◆ REQUIREMENTS: Return, without any change, the lines of the rows below, starting with the line that contains "of the vegetation" and continuing through the last line of the rows, with both ends included.

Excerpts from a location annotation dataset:
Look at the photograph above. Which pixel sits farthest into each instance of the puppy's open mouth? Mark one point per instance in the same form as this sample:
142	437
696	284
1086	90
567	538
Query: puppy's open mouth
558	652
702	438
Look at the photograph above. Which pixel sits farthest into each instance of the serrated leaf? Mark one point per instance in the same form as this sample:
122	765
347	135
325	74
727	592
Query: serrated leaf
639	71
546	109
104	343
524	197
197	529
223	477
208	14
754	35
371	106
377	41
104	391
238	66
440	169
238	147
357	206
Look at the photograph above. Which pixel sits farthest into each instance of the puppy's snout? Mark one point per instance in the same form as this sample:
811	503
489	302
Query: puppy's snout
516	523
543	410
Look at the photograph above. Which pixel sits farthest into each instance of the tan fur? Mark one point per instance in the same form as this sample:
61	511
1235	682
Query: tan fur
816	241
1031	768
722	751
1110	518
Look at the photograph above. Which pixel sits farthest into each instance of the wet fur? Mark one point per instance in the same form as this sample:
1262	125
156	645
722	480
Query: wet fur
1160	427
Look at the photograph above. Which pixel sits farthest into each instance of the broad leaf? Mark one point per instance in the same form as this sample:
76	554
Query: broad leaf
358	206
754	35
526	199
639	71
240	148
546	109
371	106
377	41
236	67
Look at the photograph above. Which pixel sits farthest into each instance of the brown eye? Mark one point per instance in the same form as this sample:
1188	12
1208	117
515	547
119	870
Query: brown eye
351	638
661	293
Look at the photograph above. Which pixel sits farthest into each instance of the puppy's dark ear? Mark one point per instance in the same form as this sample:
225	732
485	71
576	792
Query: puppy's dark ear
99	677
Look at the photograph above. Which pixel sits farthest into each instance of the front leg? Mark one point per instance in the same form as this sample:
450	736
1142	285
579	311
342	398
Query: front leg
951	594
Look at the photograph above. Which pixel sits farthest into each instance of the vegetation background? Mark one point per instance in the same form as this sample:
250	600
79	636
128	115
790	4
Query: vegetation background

◆ RESULT OF THE TASK:
Look at the photograph above. Which pixel sits farthest into each instance of the vegetation background? Mark one point per instance in the same form as this sample:
250	600
79	636
128	115
790	4
Query: vegetation background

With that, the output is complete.